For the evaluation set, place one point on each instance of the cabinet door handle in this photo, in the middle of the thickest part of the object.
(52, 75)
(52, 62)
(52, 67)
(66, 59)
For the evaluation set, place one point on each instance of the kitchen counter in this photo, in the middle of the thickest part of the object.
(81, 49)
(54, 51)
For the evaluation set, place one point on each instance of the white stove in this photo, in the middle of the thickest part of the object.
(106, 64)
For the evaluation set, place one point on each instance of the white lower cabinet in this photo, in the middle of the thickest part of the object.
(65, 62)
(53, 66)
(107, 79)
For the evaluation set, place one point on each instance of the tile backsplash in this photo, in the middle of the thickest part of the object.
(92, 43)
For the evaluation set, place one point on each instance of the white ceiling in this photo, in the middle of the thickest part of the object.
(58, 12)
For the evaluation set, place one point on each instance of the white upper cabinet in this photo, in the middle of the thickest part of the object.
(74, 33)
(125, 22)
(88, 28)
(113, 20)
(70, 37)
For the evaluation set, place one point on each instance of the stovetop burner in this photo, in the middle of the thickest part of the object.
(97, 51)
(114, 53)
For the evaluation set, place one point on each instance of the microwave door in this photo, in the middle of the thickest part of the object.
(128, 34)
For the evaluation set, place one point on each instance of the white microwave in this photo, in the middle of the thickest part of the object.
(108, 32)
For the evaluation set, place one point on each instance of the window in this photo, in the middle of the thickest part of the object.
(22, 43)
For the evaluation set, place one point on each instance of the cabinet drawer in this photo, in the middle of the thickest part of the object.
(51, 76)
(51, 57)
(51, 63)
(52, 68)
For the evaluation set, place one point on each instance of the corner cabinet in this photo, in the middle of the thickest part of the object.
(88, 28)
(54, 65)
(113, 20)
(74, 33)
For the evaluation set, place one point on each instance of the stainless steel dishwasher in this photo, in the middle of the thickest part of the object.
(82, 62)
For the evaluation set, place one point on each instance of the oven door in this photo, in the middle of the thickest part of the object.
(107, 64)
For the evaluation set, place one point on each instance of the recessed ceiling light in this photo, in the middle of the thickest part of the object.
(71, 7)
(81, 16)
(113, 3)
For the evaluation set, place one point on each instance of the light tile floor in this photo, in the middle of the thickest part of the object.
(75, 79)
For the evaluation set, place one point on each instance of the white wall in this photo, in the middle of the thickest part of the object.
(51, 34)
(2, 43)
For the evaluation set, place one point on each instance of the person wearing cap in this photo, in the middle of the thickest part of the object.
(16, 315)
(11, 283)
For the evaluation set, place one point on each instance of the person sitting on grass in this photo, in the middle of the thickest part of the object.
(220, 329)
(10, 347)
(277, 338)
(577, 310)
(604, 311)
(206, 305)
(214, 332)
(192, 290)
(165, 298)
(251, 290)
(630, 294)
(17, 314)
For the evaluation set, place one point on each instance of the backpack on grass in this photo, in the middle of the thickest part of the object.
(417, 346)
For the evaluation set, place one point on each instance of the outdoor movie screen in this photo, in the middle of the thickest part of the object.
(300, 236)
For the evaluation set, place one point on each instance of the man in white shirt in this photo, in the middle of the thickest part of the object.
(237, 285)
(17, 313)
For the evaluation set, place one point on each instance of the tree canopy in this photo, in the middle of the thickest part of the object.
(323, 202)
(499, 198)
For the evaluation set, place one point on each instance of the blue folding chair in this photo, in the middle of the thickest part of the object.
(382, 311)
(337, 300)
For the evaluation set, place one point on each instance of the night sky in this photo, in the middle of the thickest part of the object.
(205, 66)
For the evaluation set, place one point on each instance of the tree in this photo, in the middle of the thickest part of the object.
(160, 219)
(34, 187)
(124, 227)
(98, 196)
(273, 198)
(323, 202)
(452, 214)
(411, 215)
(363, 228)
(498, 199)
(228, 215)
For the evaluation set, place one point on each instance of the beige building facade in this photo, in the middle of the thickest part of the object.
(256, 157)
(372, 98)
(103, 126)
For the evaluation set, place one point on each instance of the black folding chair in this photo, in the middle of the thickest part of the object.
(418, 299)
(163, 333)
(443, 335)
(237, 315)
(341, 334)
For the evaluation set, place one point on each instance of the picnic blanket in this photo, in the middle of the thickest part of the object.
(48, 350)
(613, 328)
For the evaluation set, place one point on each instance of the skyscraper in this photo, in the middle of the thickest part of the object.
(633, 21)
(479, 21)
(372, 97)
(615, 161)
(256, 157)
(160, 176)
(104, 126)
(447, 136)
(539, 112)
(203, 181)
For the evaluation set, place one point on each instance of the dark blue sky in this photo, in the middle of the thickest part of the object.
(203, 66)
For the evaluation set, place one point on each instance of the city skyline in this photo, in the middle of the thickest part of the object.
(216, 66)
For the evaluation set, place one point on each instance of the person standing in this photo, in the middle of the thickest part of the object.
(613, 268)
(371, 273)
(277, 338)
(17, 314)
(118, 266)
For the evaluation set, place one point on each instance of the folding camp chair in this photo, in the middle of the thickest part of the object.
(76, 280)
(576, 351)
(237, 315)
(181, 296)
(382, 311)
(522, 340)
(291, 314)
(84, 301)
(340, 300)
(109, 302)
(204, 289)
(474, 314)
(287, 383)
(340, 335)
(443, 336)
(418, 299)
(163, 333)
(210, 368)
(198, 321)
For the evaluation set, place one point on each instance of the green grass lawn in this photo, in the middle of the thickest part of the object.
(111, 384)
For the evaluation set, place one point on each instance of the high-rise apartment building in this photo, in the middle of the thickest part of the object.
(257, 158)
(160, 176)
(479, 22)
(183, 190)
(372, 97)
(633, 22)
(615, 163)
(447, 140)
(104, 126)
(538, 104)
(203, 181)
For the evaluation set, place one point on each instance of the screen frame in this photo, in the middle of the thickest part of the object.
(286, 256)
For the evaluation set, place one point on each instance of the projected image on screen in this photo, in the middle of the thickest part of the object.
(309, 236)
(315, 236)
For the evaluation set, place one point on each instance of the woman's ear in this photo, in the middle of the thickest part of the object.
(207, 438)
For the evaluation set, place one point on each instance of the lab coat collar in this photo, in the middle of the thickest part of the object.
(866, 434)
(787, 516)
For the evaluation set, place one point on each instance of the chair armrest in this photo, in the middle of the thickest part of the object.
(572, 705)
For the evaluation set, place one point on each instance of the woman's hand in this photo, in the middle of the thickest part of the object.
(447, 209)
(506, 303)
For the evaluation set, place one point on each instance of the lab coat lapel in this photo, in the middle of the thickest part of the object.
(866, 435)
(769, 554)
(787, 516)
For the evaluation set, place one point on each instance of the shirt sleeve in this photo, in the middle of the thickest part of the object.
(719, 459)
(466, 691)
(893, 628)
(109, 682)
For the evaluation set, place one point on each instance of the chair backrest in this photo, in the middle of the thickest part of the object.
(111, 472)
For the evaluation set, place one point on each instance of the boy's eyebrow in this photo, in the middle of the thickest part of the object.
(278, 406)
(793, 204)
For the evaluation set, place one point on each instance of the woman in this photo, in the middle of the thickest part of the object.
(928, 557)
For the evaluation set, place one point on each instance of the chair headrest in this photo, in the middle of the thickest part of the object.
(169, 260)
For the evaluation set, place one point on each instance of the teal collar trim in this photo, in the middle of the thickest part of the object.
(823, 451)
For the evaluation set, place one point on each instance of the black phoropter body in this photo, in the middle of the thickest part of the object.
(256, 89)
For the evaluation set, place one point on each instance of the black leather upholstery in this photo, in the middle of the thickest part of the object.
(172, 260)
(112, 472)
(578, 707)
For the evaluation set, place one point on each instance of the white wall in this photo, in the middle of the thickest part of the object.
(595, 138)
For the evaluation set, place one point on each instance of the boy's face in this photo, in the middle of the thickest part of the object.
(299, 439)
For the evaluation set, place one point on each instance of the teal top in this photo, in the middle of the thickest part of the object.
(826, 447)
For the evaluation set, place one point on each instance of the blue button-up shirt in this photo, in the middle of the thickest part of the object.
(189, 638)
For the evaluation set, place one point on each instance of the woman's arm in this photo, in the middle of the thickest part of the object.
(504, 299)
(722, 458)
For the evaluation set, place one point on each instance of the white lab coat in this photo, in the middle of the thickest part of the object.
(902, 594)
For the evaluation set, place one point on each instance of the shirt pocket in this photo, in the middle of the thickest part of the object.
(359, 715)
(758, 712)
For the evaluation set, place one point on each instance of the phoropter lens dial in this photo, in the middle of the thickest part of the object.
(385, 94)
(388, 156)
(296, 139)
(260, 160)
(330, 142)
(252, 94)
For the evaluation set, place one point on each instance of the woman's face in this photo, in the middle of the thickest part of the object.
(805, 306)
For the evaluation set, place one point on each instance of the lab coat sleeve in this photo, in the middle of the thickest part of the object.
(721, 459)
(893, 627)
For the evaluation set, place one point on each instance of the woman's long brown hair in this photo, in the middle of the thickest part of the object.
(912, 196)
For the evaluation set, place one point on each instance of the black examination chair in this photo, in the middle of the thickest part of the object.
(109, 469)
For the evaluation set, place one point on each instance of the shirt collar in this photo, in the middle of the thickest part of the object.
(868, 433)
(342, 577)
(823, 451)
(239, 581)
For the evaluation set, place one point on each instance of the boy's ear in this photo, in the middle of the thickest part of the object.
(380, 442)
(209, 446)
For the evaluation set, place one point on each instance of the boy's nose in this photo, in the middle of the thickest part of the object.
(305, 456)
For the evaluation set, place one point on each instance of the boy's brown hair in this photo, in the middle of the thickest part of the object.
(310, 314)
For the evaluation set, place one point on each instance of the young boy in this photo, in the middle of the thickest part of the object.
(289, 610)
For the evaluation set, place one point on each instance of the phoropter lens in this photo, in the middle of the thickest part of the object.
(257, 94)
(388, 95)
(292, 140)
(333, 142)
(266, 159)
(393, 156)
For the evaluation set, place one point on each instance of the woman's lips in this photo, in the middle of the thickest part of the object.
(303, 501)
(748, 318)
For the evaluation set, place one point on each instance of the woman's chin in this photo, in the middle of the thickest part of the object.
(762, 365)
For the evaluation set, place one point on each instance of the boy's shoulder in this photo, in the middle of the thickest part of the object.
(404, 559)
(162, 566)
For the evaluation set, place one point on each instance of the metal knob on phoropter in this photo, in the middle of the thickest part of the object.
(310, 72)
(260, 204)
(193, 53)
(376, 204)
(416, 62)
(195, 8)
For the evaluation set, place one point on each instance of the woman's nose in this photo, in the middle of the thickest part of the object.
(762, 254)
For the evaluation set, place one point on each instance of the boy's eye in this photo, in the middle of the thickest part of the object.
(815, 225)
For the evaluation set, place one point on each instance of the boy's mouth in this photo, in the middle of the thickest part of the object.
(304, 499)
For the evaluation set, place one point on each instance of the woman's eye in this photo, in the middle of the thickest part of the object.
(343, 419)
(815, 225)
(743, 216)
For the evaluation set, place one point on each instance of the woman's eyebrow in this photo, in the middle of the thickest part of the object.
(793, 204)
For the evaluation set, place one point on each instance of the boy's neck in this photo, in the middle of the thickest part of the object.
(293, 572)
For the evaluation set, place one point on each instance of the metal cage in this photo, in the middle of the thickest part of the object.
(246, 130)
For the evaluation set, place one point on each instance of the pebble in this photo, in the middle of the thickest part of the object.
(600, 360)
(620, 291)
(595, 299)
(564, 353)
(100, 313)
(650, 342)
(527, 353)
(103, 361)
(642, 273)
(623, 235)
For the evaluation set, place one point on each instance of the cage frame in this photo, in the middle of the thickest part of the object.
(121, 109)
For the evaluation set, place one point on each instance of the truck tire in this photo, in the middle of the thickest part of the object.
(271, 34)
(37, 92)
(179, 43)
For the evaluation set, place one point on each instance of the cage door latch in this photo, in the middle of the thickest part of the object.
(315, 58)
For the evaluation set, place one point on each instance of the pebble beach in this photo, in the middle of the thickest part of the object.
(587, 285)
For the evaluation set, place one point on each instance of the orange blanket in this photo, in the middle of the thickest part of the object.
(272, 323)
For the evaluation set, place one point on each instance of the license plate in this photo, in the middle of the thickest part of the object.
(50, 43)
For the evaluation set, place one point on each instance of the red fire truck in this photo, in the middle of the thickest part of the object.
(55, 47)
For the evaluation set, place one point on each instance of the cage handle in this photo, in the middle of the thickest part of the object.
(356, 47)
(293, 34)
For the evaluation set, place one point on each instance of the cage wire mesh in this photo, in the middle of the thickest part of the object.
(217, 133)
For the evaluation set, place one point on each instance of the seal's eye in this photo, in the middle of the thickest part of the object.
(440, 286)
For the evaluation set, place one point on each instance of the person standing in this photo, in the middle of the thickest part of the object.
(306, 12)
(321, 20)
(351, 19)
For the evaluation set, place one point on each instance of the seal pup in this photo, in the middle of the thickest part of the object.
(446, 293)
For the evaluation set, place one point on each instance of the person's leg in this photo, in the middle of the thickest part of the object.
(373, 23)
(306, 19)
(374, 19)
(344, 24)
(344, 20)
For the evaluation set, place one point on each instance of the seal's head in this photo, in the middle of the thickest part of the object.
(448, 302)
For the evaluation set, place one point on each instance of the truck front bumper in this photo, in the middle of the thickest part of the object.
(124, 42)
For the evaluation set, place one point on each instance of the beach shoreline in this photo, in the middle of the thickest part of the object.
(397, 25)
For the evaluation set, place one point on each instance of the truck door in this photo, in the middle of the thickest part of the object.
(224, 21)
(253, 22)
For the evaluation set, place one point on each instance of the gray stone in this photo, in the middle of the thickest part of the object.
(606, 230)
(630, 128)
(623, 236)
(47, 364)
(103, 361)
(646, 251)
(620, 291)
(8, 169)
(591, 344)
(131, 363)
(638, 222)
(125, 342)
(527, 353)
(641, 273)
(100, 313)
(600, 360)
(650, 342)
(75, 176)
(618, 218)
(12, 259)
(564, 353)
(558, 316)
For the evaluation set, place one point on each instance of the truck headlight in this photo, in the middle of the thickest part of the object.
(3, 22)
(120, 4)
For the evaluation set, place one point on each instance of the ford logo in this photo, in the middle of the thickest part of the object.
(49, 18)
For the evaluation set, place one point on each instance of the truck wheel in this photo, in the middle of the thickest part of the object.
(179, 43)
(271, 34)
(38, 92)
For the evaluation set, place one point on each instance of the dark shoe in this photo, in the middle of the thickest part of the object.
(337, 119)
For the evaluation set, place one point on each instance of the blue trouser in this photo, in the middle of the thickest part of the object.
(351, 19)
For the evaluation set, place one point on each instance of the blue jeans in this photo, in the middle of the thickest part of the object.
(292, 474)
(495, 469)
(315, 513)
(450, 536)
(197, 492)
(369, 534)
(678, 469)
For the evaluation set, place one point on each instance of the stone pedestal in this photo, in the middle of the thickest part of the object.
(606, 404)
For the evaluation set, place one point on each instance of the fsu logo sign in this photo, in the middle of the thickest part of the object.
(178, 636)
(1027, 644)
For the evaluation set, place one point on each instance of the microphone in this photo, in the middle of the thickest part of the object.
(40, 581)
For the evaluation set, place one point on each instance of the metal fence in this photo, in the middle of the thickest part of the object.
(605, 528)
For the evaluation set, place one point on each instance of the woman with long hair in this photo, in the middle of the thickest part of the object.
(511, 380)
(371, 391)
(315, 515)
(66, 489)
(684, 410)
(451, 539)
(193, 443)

************

Return the line that contains "the blue jeans" along with every line after it through the end of the entries, exactly, adding nothing.

For the evaluation set, place one point on each instance of the blue jeans in this photo, in the middle of the thickest part of the object.
(292, 474)
(495, 469)
(315, 513)
(450, 536)
(197, 492)
(369, 534)
(678, 469)
For the evaluation set, place one point on each instance of the stone pedestal in this photo, in the middle of the thickest part of the object.
(606, 404)
For the evaluation set, place one point on each instance of the fsu logo sign in this photo, in the middle of the thickest part of the object.
(178, 636)
(1027, 644)
For the evaluation set, place one point on each instance of the microphone in this photo, in the middle of the thickest part of the object.
(40, 581)
For the evaluation set, place one point on each instance of the metal fence in this photo, in the middle of the thickest part of the object.
(605, 528)
For the evaluation set, place one point on each instance of the woman with long hair in this photo, in the middle of the thickest part of the object.
(511, 380)
(371, 391)
(315, 515)
(66, 489)
(684, 410)
(451, 539)
(193, 443)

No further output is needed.